##### SOURCE TEXT
There had been rumors all winter that the Rangers might be interested in Hader, too. The Astros get him instead. And maybe, after the way the two teams played each other to the last day of the regular season and then played that pretty wonderful seven-game series, the rivalry between the two Texas teams will continue to be one of the best in the sport, and not just because of geography.

Chris Young, who runs the Rangers, clearly wants to build something to last the way the Astros have become this kind of consistent powerhouse. The Braves haven’t been to seven League Championship Series in a row, and neither have the Dodgers. The Astros sure have.

Starting in ’17, the Astros have played in 19 postseason series and 97 postseason games. They won two World Series (2017 and '22) and lost two ('19, '21), and we’ve already talked about how close they were to winning in ’19 when they had a 3-2 lead over Washington, and how close they were to making it back to the Series when they were just ahead of the Rangers 3-2 in the '23 ALCS.

Now they add Hader to what is largely the same team that went toe-to-toe with the Rangers. They will have Justin Verlander, who returned to the Astros from the Mets at the Trade Deadline, for a full season. The stars who have been with them throughout the run, starting with Jose Altuve and Alex Bregman, are still there. So are Yordan Alvarez and Kyle Tucker. So is the kid, Jeremy Peña, who replaced Carlos Correa at shortstop.
##########
- **REQUIREMENT 1**:
Duplicate the Astros article from "Starting in ’17, the" up to and including "Correa at shortstop.".
- **REQUIREMENT 2**:
Which baseball teams does the Astros article name?
- **REQUIREMENT 3**:
Supply the next part of the Astros article, picking up after its final sentence.
##### DATA EXTRACT
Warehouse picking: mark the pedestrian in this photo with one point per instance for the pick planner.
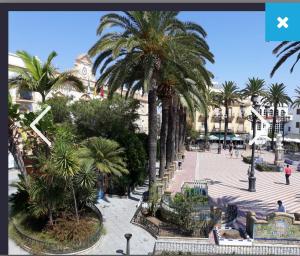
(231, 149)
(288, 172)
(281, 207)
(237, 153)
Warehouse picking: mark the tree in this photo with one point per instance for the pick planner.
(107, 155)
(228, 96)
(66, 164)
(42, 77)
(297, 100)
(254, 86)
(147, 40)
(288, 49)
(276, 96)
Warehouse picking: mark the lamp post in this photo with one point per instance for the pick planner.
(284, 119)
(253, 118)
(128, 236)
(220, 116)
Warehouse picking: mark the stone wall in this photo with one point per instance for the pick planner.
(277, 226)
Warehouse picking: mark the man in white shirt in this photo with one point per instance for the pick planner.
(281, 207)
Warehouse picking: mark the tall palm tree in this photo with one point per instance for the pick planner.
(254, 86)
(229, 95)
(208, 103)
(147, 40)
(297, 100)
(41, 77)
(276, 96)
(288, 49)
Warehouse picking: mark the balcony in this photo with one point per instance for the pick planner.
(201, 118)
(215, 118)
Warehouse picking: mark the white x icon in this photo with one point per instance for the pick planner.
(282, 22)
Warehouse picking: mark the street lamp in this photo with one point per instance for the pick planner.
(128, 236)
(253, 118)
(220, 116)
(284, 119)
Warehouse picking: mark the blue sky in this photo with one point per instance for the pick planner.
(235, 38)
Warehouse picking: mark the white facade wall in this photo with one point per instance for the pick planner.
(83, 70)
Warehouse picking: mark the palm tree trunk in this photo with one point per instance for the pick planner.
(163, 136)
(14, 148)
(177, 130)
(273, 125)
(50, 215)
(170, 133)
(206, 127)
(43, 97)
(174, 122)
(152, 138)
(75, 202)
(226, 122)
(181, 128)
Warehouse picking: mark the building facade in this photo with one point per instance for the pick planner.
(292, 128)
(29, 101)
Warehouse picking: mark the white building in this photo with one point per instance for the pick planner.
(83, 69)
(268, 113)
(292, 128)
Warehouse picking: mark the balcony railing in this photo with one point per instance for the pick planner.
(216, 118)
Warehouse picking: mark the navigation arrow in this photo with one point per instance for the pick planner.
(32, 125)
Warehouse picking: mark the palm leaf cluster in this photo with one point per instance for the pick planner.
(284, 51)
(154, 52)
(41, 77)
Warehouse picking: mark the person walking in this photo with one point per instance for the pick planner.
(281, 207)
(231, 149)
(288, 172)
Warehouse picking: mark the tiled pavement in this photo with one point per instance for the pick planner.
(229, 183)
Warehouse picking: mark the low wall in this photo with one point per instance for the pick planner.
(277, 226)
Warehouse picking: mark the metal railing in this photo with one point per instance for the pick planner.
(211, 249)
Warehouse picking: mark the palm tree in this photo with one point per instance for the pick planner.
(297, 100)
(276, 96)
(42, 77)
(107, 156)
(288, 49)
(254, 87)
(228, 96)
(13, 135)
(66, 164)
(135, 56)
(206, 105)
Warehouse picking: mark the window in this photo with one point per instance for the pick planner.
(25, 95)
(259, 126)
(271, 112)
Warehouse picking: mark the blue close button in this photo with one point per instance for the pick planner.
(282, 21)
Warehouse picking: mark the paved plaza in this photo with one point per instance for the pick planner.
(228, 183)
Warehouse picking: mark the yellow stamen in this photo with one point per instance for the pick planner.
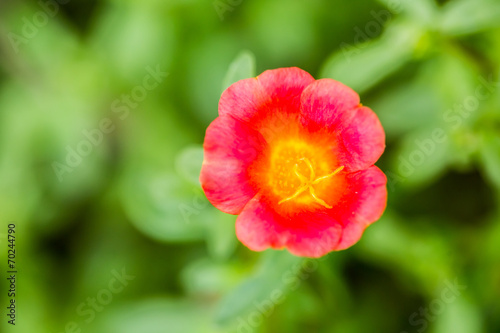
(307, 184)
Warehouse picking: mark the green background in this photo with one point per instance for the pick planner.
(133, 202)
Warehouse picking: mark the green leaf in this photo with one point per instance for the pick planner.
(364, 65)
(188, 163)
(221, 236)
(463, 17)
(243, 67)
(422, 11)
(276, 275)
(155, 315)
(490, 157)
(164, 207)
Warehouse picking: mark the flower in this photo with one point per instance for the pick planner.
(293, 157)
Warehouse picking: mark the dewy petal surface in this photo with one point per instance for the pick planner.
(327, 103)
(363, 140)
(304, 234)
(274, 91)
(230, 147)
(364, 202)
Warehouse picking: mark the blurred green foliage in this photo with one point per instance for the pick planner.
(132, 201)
##########
- **WRITTEN ANSWER 1**:
Starting in ’17, the Astros have played in 19 postseason series and 97 postseason games. They won two World Series (2017 and '22) and lost two ('19, '21), and we’ve already talked about how close they were to winning in ’19 when they had a 3-2 lead over Washington, and how close they were to making it back to the Series when they were just ahead of the Rangers 3-2 in the '23 ALCS.

Now they add Hader to what is largely the same team that went toe-to-toe with the Rangers. They will have Justin Verlander, who returned to the Astros from the Mets at the Trade Deadline, for a full season. The stars who have been with them throughout the run, starting with Jose Altuve and Alex Bregman, are still there. So are Yordan Alvarez and Kyle Tucker. So is the kid, Jeremy Peña, who replaced Carlos Correa at shortstop.

- **WRITTEN ANSWER 2**:
Rangers, Astros, Braves, Dodgers, Washington, Mets

- **WRITTEN ANSWER 3**:
Other than the 29-year-old Hader, who has been Reliever of the Year three times and whose strikeout-per-nine number is a whopping 15.0, the biggest change for the Astros this season will be in the dugout, where Joe Espada replaces the great Dusty Baker. So they’ve changed managers. We’ve seen them change general managers three times across this run, starting when Jeff Luhnow lost his job after the 2019 season because of the sign-stealing scandal.

But what has not changed with the Astros, at least so far, is that they just keep winning. The rest of baseball can just watch as the center continues to hold at Houston. You might not love them if you’re a fan of any of the other 29 teams, but you also need to wonder who might next come along to have a seven-year run like this one ever again.

By the way? None of this means the new manager doesn’t see areas where he thinks the team can get better across the long season, and then into another postseason.

“We know this is what winning looks like, yes, but we need to continue to push and be better and continue to be better at doing the small stuff,” Espada said recently. “As a team, last year, sometimes we lacked on doing the small stuff, doing those things well. I think those are the areas that I need to make sure that we cover and we go over and we get better at.”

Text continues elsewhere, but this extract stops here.